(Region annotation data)
►
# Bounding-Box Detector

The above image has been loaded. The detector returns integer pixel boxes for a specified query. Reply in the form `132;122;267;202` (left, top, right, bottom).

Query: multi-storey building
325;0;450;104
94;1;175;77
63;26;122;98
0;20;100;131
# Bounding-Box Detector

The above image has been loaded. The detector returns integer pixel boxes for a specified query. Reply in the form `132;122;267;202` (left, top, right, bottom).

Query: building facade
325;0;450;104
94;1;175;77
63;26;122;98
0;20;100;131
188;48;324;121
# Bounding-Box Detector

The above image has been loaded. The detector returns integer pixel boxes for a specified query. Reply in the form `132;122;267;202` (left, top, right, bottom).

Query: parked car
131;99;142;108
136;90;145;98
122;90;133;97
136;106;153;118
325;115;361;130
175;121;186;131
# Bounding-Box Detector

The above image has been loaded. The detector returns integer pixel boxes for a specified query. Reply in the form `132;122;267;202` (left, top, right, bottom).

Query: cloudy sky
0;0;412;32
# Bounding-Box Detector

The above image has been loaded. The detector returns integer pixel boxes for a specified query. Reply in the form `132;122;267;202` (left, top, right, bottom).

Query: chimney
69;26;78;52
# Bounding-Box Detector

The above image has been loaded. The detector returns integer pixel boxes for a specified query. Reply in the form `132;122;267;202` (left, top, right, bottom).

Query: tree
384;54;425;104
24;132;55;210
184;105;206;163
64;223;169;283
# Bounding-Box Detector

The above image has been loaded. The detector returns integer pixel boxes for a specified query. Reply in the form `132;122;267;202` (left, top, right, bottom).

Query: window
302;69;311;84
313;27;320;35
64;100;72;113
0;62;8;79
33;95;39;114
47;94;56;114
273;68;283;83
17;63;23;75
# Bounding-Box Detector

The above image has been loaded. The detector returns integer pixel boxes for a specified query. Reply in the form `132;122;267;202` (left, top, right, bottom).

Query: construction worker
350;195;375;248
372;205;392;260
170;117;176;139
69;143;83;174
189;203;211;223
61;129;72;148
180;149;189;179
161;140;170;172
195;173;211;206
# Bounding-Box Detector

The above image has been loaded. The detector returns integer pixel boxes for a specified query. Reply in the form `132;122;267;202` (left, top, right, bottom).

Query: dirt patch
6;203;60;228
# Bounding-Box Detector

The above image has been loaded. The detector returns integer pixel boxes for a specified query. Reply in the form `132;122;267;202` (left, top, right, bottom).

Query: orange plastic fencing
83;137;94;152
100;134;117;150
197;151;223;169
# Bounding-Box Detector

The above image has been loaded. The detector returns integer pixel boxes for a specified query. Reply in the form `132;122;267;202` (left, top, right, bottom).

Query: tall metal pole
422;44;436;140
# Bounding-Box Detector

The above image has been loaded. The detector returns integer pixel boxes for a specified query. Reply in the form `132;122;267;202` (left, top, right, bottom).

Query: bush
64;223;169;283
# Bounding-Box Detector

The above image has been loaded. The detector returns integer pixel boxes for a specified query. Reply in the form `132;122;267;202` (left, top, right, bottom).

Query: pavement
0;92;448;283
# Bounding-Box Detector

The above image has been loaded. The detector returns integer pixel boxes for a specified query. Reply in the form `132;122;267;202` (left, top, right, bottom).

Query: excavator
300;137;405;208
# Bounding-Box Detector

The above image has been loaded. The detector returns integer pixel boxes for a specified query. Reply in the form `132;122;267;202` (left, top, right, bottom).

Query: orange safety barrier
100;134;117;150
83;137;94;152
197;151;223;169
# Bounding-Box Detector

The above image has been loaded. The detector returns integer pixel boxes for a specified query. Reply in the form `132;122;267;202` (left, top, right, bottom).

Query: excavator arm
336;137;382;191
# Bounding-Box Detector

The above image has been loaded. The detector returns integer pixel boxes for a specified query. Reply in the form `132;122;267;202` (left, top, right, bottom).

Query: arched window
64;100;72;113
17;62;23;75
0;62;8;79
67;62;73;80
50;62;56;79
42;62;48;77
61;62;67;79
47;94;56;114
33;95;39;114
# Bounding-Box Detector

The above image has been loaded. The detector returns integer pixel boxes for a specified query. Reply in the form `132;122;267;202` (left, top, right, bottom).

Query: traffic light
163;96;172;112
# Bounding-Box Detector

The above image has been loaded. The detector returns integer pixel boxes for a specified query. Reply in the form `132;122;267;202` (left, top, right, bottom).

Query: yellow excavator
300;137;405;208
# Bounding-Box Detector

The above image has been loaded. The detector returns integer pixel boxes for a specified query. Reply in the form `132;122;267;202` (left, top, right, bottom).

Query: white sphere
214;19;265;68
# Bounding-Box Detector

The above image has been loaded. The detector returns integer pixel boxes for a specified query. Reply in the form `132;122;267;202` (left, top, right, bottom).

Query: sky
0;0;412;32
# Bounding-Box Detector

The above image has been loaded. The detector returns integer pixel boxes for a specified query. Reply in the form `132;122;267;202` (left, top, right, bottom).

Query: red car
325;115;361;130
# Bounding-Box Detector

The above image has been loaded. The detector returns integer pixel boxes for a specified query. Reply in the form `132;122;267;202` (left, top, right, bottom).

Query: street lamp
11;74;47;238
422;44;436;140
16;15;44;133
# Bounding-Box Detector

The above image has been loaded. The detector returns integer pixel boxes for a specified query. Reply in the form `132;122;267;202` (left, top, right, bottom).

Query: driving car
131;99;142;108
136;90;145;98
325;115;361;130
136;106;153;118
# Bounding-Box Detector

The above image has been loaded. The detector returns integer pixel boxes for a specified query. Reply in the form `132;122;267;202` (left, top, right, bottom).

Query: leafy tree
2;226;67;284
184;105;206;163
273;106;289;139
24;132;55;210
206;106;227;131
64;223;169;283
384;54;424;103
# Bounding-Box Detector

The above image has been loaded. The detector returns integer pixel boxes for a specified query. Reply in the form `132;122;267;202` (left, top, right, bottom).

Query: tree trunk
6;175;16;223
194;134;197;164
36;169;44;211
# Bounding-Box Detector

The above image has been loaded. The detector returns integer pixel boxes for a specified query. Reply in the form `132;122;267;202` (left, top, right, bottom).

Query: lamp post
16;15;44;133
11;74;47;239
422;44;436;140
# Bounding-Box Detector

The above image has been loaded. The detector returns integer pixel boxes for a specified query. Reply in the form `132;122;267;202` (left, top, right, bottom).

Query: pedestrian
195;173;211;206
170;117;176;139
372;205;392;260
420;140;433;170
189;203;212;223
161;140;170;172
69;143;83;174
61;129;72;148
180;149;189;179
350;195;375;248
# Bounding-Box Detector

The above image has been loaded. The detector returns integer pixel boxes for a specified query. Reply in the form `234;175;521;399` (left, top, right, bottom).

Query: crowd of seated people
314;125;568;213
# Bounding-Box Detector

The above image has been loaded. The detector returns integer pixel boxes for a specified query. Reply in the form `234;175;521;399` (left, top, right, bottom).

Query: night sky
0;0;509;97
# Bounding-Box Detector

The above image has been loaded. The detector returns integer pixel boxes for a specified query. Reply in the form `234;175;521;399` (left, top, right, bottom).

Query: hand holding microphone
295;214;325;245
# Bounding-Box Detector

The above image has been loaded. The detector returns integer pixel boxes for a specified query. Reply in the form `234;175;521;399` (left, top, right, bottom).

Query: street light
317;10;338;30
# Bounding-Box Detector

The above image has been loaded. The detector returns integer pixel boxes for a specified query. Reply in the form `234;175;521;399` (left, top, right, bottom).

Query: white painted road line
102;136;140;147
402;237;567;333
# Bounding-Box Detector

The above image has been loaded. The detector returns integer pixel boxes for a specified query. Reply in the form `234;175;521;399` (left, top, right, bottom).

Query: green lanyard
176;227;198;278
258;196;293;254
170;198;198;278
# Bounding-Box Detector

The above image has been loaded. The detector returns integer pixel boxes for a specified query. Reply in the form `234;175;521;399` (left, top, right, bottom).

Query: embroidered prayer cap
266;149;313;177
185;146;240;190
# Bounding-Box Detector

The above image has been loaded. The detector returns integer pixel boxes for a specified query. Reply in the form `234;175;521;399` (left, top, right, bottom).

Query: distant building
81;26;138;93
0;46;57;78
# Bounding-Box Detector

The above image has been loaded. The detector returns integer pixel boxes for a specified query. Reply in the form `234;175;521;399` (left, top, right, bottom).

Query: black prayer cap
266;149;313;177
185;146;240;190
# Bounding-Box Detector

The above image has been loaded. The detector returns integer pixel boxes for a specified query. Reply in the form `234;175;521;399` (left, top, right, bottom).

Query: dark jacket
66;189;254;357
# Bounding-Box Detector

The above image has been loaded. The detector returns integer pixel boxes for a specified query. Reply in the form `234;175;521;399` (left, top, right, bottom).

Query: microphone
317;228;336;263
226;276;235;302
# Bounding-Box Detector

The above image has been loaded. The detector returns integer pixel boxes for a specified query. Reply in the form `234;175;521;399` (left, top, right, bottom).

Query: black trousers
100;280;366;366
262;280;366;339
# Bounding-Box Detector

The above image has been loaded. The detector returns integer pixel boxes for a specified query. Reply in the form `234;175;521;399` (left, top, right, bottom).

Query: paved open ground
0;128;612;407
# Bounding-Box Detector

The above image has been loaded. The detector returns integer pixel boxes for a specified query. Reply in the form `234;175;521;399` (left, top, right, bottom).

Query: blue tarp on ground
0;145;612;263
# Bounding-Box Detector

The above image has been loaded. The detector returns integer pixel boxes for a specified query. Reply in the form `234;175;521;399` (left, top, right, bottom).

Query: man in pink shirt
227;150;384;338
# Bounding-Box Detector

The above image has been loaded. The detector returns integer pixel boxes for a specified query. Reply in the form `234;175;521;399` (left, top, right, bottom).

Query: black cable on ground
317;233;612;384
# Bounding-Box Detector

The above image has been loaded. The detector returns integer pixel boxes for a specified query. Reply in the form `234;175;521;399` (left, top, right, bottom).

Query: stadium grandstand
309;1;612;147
◄
[EXERCISE AIM] Count the lines of the data that contain the string "light", where case matters, and give only the number.

[IN RESPONSE] 2